Christian leader: Hindu radicals are a danger to the women of India
by Nirmala Carvalho
The President of the Global Council of Indian Christians (GCIC) slams the mind-set of people like Surendra Jain, joint secretary of the fundamentalist group Vishwa Hindu Parishad (VHP). Speaking of the gang rape of a 72-year-old nun in, he accused Christians of "notoriously abusing nuns". Speaking about acts of vandalism against a church, he said, "When they [Christians] let us do that [build a temple in the Vatican], we will ask them to choose any place in India to build a church".

Mumbai (AsiaNews) - "Vile, vulgar and deliberately malicious comments show how dangerous the mind-set of Hindu radicals is. Our women are a risk with such elements in Indian society," said Sajan George, president of the Global Council of Indian Christians (GCIC), as he spoke to AsiaNews about recent statements made by Surendra Jain, joint secretary of the Vishwa Hindu Parishad (VHP), a Hindu fundamentalist group.

In comments about the attack and gang rape of a 72-year-old superior in Ranagath, West Bengal, Jain said, "It is part of Christian culture to exploit sexually the sisters. We Hindus do not do such things."

Last Friday, some men broke into the convent of the Religious of Jesus and Mary in Ranagath (West Bengal), for the purpose of robbery. They also raped the superior, who had tried to stop them, and then destroyed sacred objects in the chapel. Police arrested six people in connection with the case.

"We condemn in the strongest possible terms the comments made by the VHP joint general secretary Surendra Jain," George said. "How low he can get shows how dangerous he is. Rape is wrong, a terrible and despicable act."

Extracted records
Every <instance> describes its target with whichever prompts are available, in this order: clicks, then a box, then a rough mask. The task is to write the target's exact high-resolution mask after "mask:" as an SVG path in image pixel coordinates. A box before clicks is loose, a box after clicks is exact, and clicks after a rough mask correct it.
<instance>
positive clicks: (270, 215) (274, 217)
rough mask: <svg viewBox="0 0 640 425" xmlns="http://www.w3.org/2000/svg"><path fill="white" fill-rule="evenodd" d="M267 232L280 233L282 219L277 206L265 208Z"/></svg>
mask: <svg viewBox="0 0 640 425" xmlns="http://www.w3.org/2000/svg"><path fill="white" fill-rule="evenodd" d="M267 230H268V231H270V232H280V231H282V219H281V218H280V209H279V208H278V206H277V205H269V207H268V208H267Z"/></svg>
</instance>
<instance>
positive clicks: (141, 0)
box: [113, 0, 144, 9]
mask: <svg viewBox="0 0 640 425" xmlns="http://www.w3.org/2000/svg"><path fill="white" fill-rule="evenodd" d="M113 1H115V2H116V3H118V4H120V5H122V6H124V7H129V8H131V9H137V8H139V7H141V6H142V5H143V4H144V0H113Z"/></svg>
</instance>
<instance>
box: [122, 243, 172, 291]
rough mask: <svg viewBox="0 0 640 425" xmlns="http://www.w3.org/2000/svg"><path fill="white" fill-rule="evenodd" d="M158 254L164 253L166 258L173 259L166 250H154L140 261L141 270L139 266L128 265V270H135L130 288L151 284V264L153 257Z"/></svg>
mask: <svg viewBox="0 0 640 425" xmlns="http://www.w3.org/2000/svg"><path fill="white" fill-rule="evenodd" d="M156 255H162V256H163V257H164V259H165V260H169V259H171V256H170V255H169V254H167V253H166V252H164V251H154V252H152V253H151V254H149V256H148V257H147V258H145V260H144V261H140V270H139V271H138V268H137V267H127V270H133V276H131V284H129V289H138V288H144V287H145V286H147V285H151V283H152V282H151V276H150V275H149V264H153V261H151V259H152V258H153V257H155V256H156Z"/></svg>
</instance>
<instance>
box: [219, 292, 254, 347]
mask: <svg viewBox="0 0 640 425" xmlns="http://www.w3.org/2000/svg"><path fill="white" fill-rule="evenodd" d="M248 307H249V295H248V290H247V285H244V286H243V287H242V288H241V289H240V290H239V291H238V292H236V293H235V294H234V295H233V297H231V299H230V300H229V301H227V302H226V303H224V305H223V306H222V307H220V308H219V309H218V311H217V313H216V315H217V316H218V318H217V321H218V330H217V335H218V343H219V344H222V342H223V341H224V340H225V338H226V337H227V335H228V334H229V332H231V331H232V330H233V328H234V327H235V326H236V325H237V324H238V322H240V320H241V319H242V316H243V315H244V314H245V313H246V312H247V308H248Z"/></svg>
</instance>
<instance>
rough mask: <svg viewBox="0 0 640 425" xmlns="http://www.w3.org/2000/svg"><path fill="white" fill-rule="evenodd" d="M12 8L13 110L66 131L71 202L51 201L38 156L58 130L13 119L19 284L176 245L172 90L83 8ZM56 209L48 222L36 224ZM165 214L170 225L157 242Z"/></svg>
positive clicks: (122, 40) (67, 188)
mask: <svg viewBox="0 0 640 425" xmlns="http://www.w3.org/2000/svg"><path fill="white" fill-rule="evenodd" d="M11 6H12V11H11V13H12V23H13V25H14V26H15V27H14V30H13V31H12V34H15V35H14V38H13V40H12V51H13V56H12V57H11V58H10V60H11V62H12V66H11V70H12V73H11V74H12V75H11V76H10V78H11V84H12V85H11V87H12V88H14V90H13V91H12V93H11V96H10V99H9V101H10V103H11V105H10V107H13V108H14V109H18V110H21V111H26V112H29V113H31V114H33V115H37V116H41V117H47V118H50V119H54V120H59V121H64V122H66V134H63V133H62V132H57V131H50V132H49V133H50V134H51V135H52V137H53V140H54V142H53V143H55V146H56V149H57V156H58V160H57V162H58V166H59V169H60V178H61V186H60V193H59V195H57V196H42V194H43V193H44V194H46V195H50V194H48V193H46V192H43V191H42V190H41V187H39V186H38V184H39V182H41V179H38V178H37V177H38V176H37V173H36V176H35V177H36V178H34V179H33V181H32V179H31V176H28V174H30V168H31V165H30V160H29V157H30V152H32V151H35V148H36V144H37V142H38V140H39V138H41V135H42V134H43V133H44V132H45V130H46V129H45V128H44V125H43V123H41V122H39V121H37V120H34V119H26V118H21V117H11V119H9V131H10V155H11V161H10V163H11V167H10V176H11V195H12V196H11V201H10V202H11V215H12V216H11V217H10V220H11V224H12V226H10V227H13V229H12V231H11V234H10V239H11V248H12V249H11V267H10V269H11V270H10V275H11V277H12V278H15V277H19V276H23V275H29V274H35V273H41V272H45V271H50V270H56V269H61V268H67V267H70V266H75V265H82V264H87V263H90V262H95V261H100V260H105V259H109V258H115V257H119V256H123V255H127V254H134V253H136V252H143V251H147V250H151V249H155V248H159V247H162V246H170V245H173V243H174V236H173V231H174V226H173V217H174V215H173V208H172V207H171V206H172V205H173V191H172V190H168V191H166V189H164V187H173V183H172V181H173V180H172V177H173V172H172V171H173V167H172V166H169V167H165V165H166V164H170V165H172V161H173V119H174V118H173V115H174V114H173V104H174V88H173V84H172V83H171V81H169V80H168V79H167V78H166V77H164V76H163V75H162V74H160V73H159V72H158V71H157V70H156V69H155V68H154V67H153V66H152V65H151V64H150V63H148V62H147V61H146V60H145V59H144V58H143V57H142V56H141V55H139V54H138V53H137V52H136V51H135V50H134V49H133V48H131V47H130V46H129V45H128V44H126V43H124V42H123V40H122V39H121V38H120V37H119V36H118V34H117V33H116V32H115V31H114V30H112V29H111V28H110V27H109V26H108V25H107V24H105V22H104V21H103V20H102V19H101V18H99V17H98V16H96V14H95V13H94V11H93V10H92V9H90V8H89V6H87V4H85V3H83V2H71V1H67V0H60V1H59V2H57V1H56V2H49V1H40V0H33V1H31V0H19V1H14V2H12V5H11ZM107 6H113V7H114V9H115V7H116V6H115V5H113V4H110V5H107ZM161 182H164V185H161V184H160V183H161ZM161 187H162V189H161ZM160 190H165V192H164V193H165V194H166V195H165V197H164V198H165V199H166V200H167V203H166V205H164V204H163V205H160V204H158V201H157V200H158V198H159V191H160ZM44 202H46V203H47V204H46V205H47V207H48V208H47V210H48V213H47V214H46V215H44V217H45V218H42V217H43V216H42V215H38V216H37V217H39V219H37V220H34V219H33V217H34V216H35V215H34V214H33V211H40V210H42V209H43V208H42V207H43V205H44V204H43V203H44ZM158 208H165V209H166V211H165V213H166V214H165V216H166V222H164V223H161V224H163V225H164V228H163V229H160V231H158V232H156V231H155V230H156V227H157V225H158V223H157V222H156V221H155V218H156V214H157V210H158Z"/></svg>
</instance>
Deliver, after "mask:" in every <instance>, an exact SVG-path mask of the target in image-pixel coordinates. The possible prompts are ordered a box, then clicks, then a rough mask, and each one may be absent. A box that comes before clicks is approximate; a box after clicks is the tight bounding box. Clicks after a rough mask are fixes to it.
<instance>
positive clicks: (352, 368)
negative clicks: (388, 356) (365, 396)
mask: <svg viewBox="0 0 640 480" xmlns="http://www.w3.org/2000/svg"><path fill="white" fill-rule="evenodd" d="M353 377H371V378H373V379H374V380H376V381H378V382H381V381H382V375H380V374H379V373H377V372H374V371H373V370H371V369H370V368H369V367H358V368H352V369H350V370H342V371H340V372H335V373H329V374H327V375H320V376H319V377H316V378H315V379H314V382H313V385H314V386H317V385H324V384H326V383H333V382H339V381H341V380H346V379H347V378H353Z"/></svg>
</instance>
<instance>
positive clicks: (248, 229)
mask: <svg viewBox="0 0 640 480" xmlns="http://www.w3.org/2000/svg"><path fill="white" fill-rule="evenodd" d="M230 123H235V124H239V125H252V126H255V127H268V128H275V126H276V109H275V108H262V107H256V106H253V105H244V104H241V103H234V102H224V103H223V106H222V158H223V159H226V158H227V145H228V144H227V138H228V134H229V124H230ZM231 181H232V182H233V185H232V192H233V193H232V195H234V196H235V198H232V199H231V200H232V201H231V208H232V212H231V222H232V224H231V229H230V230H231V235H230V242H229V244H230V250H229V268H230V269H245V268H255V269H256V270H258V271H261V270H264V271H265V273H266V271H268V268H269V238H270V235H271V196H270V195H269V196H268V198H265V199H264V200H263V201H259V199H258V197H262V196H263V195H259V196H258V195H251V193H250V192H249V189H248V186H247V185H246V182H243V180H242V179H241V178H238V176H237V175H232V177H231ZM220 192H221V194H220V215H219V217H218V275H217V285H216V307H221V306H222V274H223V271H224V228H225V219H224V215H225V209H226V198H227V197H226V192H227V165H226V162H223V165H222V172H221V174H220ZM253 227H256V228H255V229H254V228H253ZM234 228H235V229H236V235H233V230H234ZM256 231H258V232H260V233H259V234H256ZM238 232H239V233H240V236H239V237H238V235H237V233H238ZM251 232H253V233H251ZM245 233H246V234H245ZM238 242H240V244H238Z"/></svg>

[To do]
**1)** Decide whether each statement below agrees with the report on Sajan George's response to Surendra Jain, answering yes or no and quoting the words of the report that settle it.
(a) The superior who was raped had tried to stop the men who broke into the convent.
(b) Police arrested four people in connection with the case.
(c) Sajan George is joint secretary of the Vishwa Hindu Parishad.
**2)** Pick up the report on Sajan George's response to Surendra Jain after its final sentence and continue it.

[Answers to this exercise]
**1)**
(a) Yes: "They also raped the superior, who had tried to stop them"
(b) No: "Police arrested six people in connection with the case."
(c) No: "Sajan George, president of the Global Council of Indian Christians (GCIC)"

**2)**
In 2008, when Hindu radicals went on a frenzy during the anti-Christian pogroms in Kandhamal (Orissa), they attacked people, and destroyed their property and places of worship. Several women were raped, including Sister Meena Barwa, who spoke publicly about the attack to avoid a police cover-up.

Jain is "a radical element that sows division in Indian society", said the GCIC president. This is further demonstrated by some of his statements concerning acts of vandalism against a Pentecostal church in Haryana.

On 6 March, in the village of Kaimri (Hisar district), a group of young people got inside a local church where they placed an idol representing Hanuman, Hinduism's monkey god. Police arrested 14 people in connection with the act of "vandalism".

Surendra Jain justified what happened in Haryana as a "spontaneous reaction of the local population. There are no Christians in the village or in the surrounding area. Why build a church? Would Christians allow us to build a temple to Hanuman in the Vatican? When they let us do that, then we will ask them to choose any place in India to build a church, and we will fund it."

According to its constitution, India is a secular country in which there is full freedom of religion, expression and conscience.

On his tweeter account, Prime Minister Narendra Modi, a Hindu nationalist leader, criticised the violence against the nun and the attack on the Haryana church.